• _Vorliegender Text_:
┄┄┄┄┄┄

SPD und Grüne: Kein Schlussstrich unter Stasi-Akten

Die SPD-Innenexpertin Ute Vogt warnt die CDU vor einem Nein zur von Rot-Grün geplanten Novelle des Stasi-Unterlagengesetzes. Ohne die Novelle könnten "praktisch kaum noch Akten herausgegeben werden", sagte die Vorsitzende des Bundestags-Innenausschusses am Montag im ZDF-"Morgenmagazin". Es dürfe aber kein "Schlussstrich" unter dieses nach der Wiedervereinigung beschlossene "einzigartige Projekt der Aufarbeitung" gezogen werden, forderte Vogt.

Sie habe allerdings den Eindruck, dass zumindest die ostdeutschen CDU-Abgeordneten ebenfalls die Gesetzesnovelle wollten, fügte die SPD-Politikerin hinzu. Deshalb versuche die Union offenbar, die Diskussion darüber nach hinten zu schieben, um so Streit vor der Bundestagswahl zu vermeiden. Nach einer Expertenanhörung am Montag im Innenausschuss will die Koalition den Gesetzentwurf am Freitag im Bundestag einbringen.

┄┄┄┄┄┄

• _Einträge_:
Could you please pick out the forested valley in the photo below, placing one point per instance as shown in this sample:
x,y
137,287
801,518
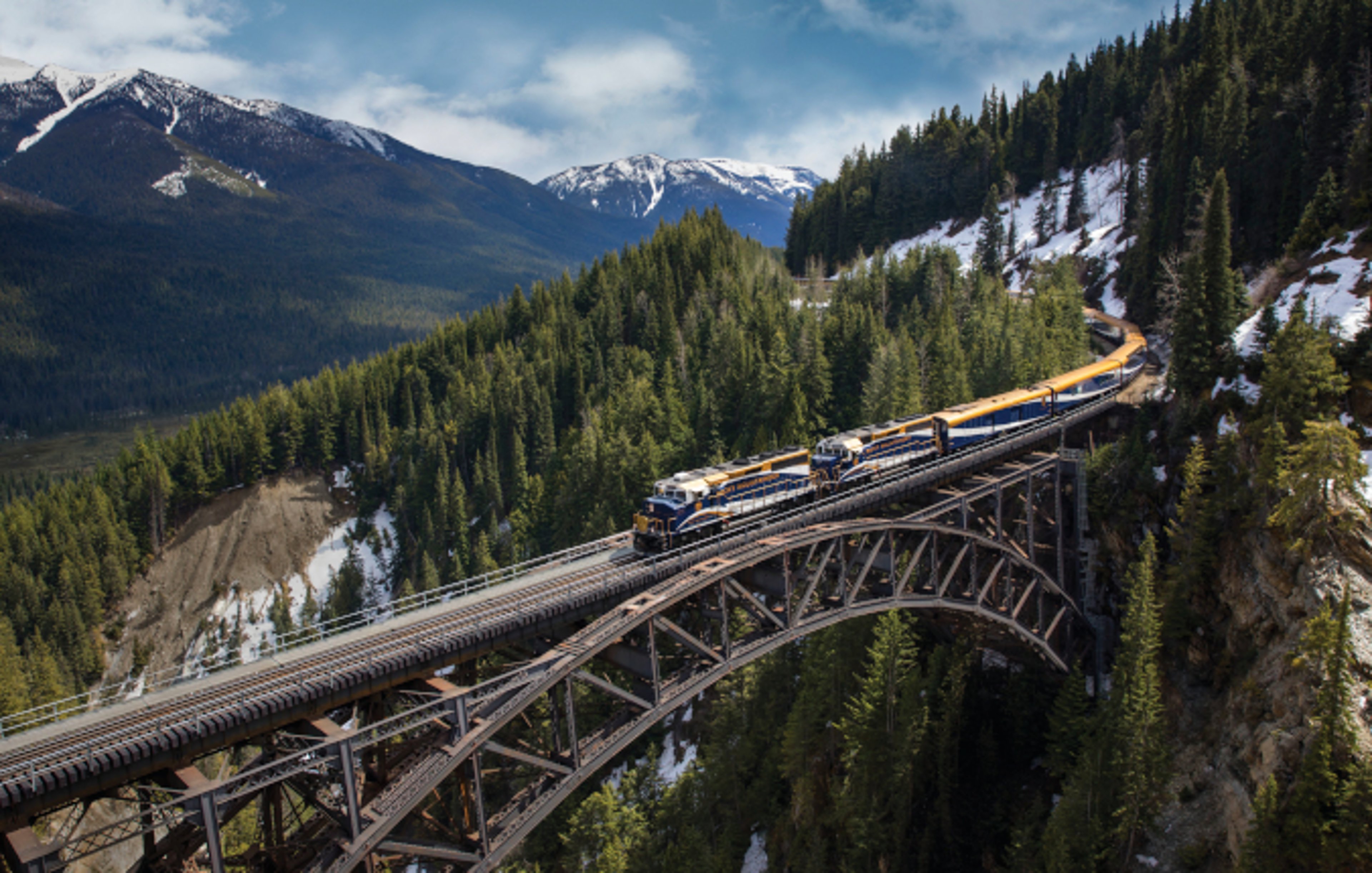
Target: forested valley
x,y
1272,94
541,420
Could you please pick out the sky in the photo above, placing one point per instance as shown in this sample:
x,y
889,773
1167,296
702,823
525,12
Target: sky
x,y
536,87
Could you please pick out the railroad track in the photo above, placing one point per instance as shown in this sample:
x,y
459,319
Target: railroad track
x,y
40,754
102,750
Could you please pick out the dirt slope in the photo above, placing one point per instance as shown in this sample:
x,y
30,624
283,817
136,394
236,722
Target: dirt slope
x,y
253,537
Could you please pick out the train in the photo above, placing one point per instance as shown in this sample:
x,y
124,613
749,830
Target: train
x,y
695,504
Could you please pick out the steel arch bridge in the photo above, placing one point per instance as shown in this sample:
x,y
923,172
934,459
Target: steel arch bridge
x,y
462,775
669,644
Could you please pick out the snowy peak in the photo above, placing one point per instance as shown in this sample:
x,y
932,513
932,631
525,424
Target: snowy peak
x,y
36,101
16,70
755,198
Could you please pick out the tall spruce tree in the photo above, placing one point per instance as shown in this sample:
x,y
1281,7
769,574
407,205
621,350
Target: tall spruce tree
x,y
991,237
1076,217
1140,731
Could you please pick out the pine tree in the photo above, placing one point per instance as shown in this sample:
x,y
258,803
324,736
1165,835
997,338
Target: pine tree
x,y
1301,379
1322,479
1326,647
991,237
1192,541
604,832
1078,202
875,727
1224,291
1046,214
1321,216
1068,722
14,690
1211,302
1263,849
1140,758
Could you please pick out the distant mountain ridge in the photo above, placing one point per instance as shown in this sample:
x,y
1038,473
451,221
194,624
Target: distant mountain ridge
x,y
754,198
165,248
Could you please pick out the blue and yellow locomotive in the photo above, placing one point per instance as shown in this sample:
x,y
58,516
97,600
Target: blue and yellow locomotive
x,y
702,503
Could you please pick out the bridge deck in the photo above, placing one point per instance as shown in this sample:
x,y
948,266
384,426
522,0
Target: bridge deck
x,y
47,768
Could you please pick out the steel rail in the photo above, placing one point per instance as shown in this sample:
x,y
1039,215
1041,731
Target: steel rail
x,y
199,667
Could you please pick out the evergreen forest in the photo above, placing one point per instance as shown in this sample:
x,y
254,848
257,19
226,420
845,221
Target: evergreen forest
x,y
1275,94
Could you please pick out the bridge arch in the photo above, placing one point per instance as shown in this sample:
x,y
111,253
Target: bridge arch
x,y
656,651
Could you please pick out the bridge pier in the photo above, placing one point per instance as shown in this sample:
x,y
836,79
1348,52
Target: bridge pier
x,y
999,546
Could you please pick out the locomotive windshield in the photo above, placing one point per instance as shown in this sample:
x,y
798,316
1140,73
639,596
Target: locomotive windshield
x,y
670,490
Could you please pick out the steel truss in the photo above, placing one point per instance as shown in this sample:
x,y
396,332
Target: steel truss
x,y
464,775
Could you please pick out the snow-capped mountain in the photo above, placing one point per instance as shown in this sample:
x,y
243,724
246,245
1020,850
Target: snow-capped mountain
x,y
34,102
157,231
754,198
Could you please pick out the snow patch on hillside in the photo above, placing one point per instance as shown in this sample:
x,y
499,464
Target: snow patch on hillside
x,y
16,70
77,90
239,625
647,179
755,860
1330,293
1105,230
173,184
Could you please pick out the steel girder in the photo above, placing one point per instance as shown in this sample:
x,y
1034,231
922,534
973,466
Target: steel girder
x,y
496,758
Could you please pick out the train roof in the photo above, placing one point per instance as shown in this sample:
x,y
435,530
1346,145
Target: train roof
x,y
1128,349
965,412
869,433
695,479
1130,330
1072,378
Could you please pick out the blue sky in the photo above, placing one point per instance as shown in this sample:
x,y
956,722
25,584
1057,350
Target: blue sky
x,y
538,85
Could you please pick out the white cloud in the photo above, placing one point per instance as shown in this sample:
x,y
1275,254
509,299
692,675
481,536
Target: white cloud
x,y
588,103
961,25
607,79
434,124
822,137
175,38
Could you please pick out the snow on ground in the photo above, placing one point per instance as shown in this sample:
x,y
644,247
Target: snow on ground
x,y
248,617
669,768
16,70
173,184
76,90
1246,389
1105,211
1329,291
138,687
755,861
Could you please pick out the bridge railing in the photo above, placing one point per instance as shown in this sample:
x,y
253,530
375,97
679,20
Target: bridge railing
x,y
146,683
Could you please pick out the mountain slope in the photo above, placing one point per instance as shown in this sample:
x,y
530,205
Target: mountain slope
x,y
140,216
754,198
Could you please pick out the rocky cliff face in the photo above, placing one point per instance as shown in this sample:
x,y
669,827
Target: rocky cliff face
x,y
1231,740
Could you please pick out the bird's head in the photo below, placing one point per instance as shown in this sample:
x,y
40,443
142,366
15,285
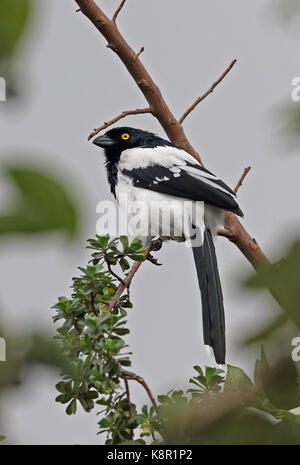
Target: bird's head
x,y
116,140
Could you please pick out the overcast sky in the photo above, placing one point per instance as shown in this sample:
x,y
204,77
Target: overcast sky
x,y
72,83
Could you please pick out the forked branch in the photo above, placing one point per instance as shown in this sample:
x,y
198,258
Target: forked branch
x,y
114,18
206,94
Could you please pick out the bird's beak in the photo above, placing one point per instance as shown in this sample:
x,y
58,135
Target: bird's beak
x,y
103,141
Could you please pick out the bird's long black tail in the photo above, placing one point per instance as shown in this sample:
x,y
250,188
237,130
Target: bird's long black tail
x,y
212,297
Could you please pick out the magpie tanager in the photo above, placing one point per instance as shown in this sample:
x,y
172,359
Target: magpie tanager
x,y
146,168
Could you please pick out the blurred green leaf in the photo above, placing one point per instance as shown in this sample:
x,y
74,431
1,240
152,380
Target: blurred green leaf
x,y
42,204
14,16
282,279
237,381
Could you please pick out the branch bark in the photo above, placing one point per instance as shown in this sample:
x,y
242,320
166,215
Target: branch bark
x,y
130,375
234,230
207,93
136,69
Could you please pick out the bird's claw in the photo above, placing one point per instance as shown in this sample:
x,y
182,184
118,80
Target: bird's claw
x,y
153,260
156,244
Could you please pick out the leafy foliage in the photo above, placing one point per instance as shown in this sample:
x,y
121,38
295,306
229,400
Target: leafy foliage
x,y
219,408
14,15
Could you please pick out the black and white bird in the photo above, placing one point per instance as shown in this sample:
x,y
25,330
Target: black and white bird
x,y
148,170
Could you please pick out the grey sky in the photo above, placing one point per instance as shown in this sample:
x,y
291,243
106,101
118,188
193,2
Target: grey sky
x,y
74,83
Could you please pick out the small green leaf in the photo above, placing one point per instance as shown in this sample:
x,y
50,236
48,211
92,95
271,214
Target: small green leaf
x,y
237,380
72,407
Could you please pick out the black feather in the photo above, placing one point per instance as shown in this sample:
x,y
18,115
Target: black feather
x,y
212,297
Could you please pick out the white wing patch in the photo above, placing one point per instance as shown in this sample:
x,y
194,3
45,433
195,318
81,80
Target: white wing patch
x,y
173,158
142,157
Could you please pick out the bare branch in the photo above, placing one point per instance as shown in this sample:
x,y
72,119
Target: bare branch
x,y
234,231
240,182
114,18
139,73
210,90
237,234
139,53
138,111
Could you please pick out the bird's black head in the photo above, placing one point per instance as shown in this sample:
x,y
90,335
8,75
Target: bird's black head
x,y
116,140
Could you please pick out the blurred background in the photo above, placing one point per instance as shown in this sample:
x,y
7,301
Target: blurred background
x,y
61,83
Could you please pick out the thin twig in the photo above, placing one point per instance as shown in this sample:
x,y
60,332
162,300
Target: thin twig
x,y
210,90
246,171
93,304
140,380
138,111
160,109
113,273
126,283
129,404
114,18
141,76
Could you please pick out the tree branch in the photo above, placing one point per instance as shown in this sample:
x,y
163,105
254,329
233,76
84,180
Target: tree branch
x,y
138,111
207,93
114,18
129,403
240,182
234,231
139,73
130,375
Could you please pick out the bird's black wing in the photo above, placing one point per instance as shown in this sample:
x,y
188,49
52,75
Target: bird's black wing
x,y
188,181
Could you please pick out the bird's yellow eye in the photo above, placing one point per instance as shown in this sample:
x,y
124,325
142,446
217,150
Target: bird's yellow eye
x,y
125,136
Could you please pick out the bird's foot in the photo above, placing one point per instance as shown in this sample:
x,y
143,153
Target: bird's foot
x,y
156,244
153,260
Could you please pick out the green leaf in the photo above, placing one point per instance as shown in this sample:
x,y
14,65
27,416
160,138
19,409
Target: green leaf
x,y
237,381
14,16
124,242
124,264
42,204
72,407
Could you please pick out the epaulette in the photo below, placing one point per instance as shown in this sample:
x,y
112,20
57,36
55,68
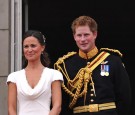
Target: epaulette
x,y
117,52
69,54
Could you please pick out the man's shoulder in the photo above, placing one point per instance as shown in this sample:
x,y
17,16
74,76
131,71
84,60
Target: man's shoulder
x,y
112,51
66,56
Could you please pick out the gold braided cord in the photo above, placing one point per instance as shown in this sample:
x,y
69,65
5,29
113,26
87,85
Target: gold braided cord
x,y
81,79
112,50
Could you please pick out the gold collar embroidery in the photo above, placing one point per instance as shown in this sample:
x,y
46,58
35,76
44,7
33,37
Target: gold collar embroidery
x,y
88,55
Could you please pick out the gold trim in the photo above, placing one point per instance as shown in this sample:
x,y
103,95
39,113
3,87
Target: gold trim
x,y
94,107
88,55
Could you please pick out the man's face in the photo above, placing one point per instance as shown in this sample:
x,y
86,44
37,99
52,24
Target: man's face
x,y
85,38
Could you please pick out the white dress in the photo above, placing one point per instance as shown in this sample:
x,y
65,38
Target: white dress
x,y
34,101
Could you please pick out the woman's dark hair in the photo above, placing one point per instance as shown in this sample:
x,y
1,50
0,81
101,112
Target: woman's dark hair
x,y
42,40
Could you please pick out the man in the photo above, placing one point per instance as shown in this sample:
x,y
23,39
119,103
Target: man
x,y
95,80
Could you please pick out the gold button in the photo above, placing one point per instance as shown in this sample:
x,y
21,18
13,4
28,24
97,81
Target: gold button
x,y
91,84
91,94
91,100
92,89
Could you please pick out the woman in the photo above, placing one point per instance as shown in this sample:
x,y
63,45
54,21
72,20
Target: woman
x,y
35,86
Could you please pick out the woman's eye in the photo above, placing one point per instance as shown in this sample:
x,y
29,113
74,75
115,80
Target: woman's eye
x,y
25,46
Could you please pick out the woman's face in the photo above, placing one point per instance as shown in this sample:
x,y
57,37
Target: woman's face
x,y
32,49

┄┄┄┄┄┄

• _Gestellte Aufgabe 1_: Entnehmen Sie dem Text zum Stasi-Unterlagengesetz wortgetreu den Abschnitt von „Sie habe allerdings“ bis einschließlich „im Bundestag einbringen.“.
• _Gestellte Aufgabe 2_:
Beantworten Sie anhand des Textes zum Stasi-Unterlagengesetz diese Fragen:
(a) In welcher Sendung äußerte sich Ute Vogt am Montag?
(b) Was versucht die Union laut Vogt offenbar, und mit welchem Ziel?
(c) An welchem Tag will die Koalition den Gesetzentwurf im Bundestag einbringen?
Die Einträge sind hierfür ohne Bedeutung.

• _Richtiges Ergebnis 1_:
Sie habe allerdings den Eindruck, dass zumindest die ostdeutschen CDU-Abgeordneten ebenfalls die Gesetzesnovelle wollten, fügte die SPD-Politikerin hinzu. Deshalb versuche die Union offenbar, die Diskussion darüber nach hinten zu schieben, um so Streit vor der Bundestagswahl zu vermeiden. Nach einer Expertenanhörung am Montag im Innenausschuss will die Koalition den Gesetzentwurf am Freitag im Bundestag einbringen.

• _Richtiges Ergebnis 2_:
(a) Im ZDF-„Morgenmagazin“.
(b) Die Diskussion über die Novelle nach hinten zu schieben, um so Streit vor der Bundestagswahl zu vermeiden.
(c) Am Freitag.